For this exercise, write out every entry exactly and leave the pictures out.

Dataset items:

-- Opening Marker --

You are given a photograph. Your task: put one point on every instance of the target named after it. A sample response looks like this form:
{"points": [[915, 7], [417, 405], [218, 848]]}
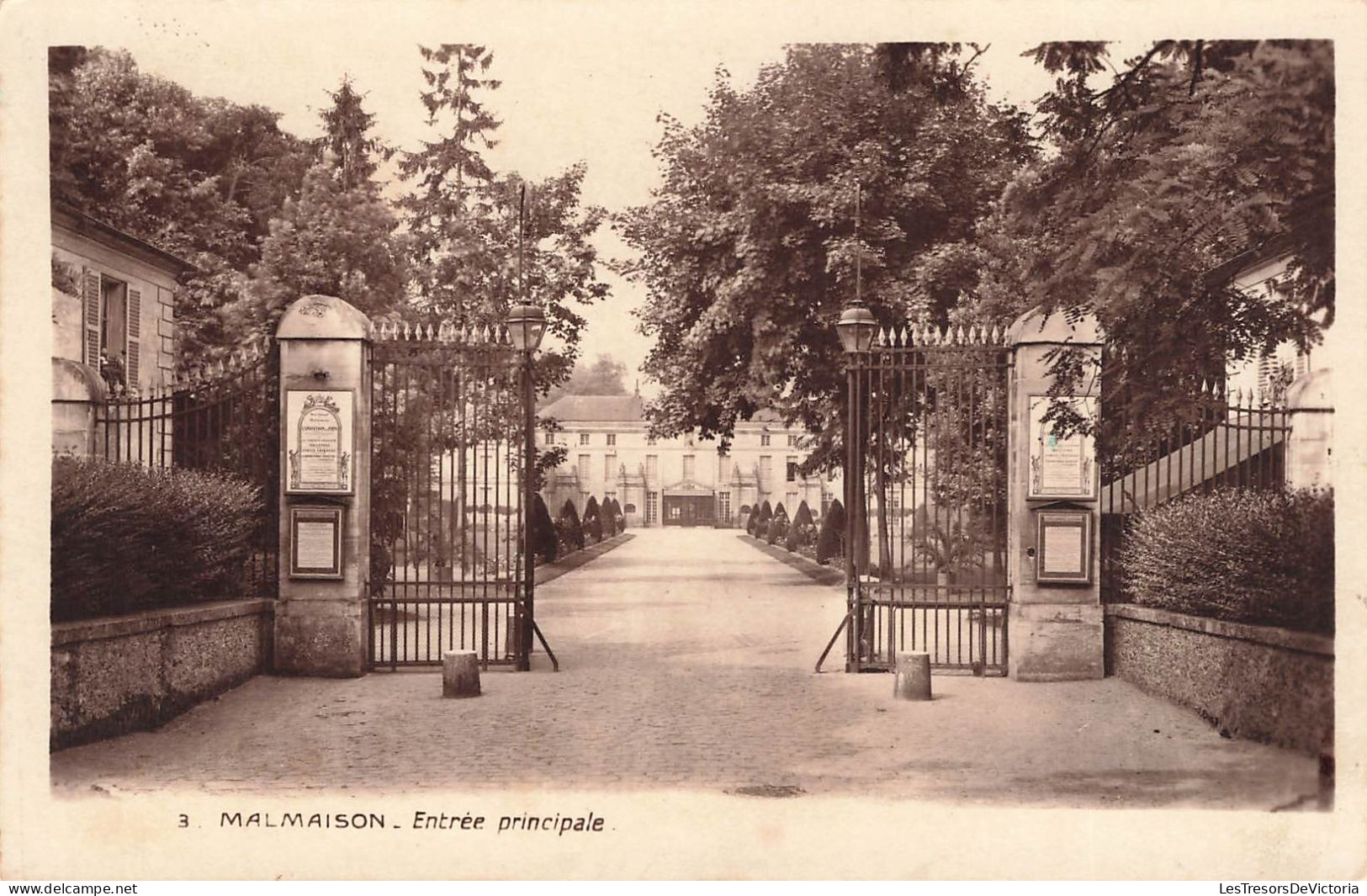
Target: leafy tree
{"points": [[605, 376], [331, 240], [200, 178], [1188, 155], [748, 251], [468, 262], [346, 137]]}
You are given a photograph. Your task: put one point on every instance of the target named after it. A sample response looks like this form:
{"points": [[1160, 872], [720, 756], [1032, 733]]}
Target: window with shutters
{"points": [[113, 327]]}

-- Closing Marker --

Exercise response ->
You are given a photograph. Your task: put one point on every instance of the target named after it. A sample response looks like this form:
{"points": [[915, 7], [417, 405], [218, 848]]}
Target: leafy tree
{"points": [[605, 376], [331, 240], [200, 178], [1188, 155], [748, 251], [468, 262], [346, 137]]}
You are given a photograph. Your task: put one point on every instance of the target named after it. A sample response looks like this form:
{"points": [[1160, 872], [720, 756], [1032, 733]]}
Target: window with shutters
{"points": [[113, 327]]}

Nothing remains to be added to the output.